*** PROVIDED INFORMATION Section Begins ***
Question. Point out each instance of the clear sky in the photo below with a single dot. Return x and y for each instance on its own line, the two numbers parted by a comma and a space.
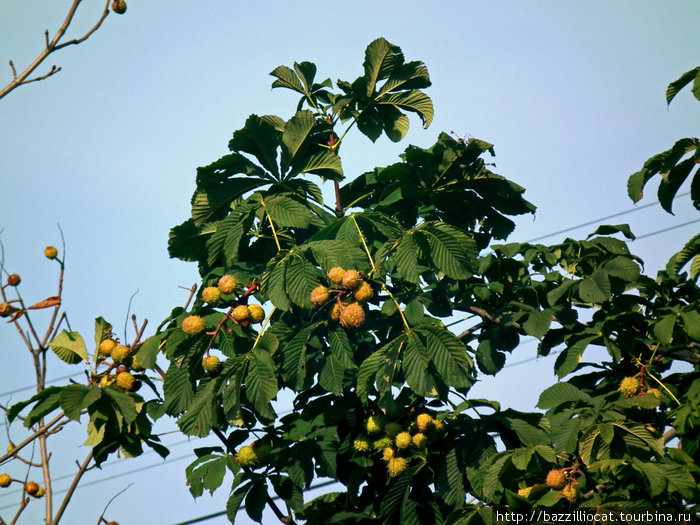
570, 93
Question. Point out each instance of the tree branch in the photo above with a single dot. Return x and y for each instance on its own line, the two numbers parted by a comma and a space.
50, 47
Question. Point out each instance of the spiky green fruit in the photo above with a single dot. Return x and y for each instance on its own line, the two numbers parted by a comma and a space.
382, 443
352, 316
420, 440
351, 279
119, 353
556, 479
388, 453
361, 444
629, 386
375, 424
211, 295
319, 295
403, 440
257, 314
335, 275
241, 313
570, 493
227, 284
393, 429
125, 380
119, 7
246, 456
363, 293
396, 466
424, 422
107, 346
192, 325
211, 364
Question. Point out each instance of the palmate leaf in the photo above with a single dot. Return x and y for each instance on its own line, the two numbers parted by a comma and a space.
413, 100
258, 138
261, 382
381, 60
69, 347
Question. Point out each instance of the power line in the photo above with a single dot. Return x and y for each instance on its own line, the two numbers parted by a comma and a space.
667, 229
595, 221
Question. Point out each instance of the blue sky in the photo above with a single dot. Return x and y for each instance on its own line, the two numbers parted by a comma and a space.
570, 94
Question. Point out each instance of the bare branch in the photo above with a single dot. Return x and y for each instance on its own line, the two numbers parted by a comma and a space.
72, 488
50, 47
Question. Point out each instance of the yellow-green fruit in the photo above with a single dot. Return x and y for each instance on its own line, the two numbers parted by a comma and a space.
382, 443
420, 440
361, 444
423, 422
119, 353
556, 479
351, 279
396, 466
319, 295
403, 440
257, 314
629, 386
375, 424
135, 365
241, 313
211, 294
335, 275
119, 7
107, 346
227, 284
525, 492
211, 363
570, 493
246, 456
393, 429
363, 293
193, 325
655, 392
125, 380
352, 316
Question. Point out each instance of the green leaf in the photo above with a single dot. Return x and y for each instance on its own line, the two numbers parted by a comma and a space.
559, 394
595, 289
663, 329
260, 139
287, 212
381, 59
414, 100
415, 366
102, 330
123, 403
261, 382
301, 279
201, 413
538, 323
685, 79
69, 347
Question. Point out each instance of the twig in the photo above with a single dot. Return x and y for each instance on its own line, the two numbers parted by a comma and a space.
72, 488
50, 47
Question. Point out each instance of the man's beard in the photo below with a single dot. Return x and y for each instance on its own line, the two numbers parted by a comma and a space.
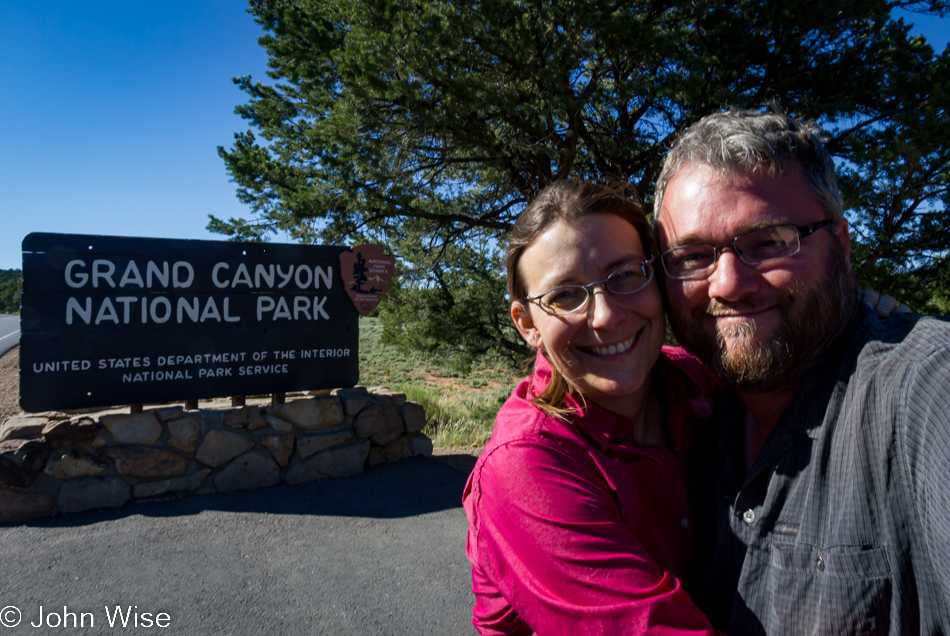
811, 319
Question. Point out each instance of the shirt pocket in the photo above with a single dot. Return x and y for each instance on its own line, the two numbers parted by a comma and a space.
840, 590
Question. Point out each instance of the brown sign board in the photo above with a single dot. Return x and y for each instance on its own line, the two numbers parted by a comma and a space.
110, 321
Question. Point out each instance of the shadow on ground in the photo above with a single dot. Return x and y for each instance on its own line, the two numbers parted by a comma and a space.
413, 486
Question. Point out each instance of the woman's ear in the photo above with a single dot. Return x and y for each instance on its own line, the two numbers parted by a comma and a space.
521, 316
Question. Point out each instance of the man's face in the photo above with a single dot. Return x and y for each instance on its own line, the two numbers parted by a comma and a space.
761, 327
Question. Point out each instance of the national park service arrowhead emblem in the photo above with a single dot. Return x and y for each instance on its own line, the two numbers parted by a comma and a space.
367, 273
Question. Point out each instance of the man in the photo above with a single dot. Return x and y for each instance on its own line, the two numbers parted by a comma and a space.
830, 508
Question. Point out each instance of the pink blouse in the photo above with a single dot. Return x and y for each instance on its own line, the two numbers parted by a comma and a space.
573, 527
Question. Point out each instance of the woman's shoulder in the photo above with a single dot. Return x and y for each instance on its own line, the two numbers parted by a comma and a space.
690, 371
*** PROVIDED INFORMATION Section Ends ***
*** PROVIDED INFORMATION Section Begins ***
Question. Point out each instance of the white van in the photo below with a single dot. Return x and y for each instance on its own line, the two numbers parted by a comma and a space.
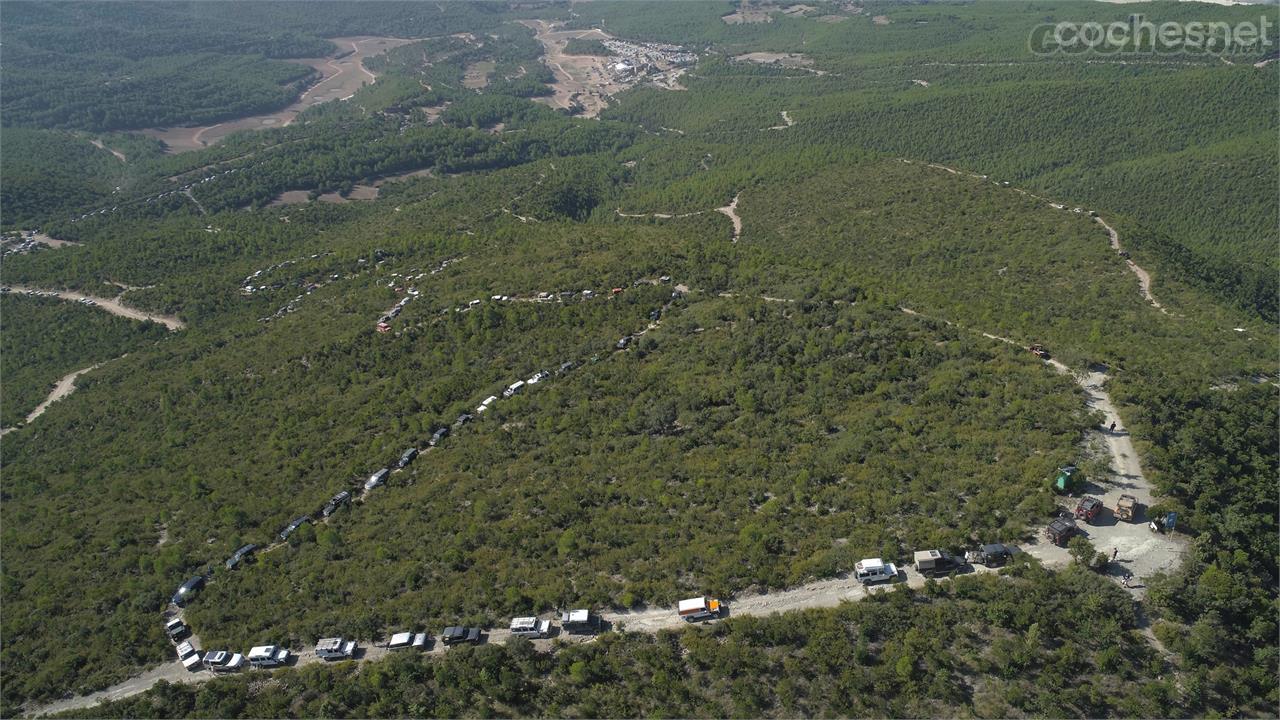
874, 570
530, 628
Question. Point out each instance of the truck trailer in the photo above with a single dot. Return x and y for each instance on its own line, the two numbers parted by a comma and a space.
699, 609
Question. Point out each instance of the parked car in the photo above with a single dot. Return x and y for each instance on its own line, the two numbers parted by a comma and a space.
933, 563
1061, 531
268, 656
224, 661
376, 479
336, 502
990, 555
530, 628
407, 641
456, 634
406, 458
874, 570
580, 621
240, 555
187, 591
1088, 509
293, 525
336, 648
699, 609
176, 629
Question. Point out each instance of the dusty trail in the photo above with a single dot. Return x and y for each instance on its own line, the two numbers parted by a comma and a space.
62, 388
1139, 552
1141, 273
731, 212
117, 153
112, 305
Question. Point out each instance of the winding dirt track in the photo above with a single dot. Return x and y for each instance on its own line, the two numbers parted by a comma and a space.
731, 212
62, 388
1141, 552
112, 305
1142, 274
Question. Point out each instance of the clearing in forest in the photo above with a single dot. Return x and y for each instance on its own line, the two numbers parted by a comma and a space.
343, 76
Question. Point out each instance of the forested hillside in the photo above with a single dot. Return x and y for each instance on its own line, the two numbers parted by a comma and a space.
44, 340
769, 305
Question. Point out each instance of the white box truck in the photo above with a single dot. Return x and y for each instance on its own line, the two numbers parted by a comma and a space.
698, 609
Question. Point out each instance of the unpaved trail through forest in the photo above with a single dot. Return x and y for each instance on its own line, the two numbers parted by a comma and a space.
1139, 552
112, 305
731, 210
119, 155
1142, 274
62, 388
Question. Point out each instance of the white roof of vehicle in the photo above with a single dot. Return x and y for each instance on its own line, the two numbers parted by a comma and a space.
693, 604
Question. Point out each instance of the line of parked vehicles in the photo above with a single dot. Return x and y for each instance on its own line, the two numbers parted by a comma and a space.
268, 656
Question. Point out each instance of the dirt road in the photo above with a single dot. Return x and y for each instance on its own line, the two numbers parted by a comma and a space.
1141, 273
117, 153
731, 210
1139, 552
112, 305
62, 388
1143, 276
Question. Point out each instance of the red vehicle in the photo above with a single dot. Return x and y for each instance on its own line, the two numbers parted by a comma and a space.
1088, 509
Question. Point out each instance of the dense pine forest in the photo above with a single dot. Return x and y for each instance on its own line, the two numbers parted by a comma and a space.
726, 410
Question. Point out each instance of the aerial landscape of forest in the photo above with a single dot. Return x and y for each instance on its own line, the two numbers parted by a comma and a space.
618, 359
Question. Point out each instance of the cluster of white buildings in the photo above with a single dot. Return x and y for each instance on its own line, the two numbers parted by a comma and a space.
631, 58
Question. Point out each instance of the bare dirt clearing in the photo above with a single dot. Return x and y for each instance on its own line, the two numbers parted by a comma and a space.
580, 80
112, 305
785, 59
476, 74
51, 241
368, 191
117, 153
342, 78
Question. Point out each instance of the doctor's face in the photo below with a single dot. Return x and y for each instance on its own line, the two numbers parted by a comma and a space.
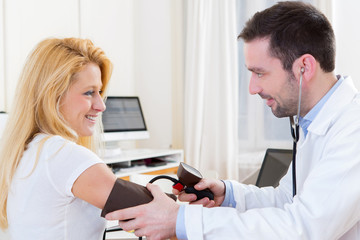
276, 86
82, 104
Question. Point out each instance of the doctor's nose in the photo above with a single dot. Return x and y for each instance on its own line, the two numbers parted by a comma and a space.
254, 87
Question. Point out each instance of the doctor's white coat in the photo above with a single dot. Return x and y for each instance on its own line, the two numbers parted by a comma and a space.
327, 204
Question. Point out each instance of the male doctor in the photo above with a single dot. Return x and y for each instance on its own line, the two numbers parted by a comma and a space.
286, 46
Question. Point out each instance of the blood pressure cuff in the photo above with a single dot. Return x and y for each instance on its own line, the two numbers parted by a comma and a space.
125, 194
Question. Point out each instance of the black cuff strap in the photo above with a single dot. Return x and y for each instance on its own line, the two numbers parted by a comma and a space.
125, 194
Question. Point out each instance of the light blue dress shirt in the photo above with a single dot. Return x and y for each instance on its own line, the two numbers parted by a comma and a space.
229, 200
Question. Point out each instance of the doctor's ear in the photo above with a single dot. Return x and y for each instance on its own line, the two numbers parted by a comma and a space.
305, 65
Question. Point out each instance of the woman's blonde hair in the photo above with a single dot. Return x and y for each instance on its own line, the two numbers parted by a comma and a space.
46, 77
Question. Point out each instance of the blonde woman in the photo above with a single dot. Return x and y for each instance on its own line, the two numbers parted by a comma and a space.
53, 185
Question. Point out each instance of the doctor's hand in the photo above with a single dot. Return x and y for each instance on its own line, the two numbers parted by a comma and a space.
*** PROVIDED INFORMATION Section Ends ***
*** PROVIDED INFORMATION Section Begins ***
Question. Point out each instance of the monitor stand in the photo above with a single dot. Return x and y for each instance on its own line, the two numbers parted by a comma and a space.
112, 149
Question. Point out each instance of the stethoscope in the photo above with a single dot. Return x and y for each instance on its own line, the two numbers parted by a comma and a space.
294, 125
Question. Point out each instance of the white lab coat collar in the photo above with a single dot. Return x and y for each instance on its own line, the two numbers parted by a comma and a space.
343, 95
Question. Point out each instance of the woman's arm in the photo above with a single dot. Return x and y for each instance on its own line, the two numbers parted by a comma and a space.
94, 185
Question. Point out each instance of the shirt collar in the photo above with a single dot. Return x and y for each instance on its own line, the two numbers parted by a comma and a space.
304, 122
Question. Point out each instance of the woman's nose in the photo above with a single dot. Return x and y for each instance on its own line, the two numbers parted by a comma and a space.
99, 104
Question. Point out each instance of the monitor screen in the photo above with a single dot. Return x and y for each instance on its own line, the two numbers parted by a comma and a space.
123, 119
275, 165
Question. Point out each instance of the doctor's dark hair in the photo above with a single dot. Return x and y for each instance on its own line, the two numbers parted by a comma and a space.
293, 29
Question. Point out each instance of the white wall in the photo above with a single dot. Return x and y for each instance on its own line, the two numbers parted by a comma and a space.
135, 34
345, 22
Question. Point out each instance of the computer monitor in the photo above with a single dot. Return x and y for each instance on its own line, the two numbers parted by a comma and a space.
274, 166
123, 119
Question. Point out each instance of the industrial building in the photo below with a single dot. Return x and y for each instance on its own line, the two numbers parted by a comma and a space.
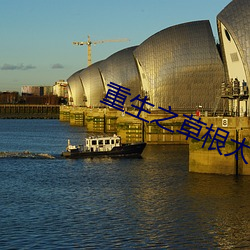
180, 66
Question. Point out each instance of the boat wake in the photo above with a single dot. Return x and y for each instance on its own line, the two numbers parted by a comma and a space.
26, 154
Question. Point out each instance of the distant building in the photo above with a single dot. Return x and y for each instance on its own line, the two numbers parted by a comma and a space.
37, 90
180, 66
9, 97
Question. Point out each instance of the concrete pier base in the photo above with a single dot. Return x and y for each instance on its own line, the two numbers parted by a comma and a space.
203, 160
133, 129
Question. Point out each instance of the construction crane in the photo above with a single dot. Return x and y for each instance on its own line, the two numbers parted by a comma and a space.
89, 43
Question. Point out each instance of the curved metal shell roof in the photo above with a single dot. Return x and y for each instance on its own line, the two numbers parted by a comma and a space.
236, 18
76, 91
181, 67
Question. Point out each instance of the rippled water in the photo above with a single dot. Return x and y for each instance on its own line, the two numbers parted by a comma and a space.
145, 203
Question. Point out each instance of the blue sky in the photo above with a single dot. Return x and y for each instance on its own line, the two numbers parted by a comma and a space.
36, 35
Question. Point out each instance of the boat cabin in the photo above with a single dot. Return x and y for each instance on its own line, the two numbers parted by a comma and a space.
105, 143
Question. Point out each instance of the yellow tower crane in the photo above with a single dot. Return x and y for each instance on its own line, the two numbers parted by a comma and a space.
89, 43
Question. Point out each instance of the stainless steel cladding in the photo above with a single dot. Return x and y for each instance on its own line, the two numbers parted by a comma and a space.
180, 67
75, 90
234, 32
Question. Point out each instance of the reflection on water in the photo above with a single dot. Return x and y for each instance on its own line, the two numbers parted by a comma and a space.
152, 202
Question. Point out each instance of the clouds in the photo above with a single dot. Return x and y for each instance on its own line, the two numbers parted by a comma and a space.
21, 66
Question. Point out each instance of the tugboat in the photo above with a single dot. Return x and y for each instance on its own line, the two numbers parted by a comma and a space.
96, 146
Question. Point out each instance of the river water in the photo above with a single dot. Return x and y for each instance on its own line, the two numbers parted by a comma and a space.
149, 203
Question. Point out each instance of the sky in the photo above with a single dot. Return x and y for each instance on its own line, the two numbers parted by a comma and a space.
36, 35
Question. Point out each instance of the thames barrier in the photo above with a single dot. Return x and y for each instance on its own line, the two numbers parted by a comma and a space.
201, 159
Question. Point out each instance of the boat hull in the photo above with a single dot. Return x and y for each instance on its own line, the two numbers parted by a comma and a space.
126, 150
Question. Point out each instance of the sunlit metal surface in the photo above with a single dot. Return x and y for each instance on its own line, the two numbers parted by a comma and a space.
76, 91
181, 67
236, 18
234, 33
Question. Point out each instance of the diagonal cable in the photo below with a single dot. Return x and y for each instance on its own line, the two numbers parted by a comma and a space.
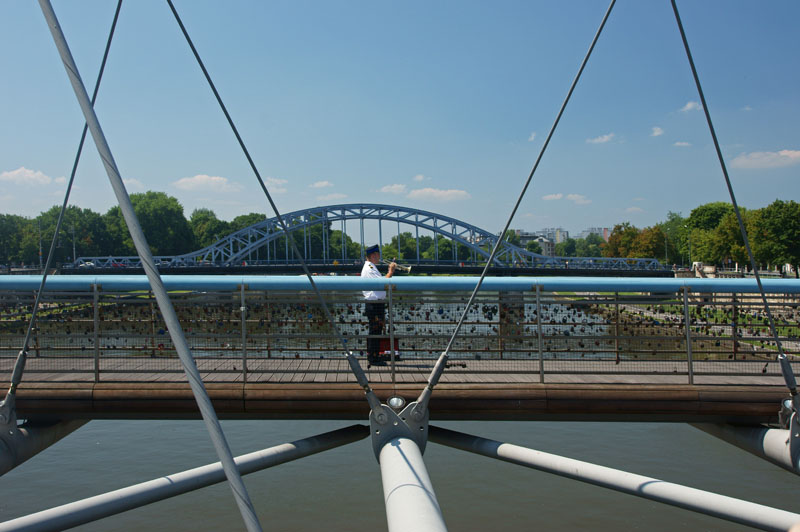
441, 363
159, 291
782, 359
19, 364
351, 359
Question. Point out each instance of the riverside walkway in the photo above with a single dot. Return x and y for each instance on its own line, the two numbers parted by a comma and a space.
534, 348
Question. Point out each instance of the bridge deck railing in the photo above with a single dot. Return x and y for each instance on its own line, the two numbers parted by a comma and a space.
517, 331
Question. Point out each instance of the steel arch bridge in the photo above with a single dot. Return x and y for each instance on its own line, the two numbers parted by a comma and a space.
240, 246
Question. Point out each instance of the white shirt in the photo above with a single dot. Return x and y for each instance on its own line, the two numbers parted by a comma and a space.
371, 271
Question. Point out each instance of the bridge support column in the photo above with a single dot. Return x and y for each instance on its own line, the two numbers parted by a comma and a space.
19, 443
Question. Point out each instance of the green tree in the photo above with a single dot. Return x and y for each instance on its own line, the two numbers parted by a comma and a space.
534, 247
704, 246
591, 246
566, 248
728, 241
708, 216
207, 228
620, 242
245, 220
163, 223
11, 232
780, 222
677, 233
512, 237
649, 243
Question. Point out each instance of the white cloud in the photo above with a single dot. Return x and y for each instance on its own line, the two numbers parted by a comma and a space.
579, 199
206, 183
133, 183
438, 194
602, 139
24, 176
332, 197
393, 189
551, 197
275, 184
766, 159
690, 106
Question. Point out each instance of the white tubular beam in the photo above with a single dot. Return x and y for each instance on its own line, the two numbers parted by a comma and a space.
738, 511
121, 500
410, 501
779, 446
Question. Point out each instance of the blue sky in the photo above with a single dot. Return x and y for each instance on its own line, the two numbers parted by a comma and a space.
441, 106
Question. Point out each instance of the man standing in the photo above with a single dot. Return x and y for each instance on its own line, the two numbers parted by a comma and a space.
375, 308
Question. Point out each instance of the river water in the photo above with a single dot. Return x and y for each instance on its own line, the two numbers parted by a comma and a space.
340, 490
*** PROVIDED INFORMATION Section Ends ***
> **INSTRUCTIONS TO FOLLOW**
Your answer must consist solely of the lines above between the line holding "Question. Point out each instance of the blonde" and the line holding "Question. Point out each instance of the doctor's hand", inclusive, copied exactly.

> **RESPONSE TO THE TASK**
Question. Point out each instance of the blonde woman in the photo above with a single dot. Return x and y for each instance on its own line, the two numbers parted by a comma and a space.
53, 185
Question. Point out each instance of the doctor's hand in the photo above with a single dot. Return x and y for each instance on its own line, the two numbers parted by a comma and a space.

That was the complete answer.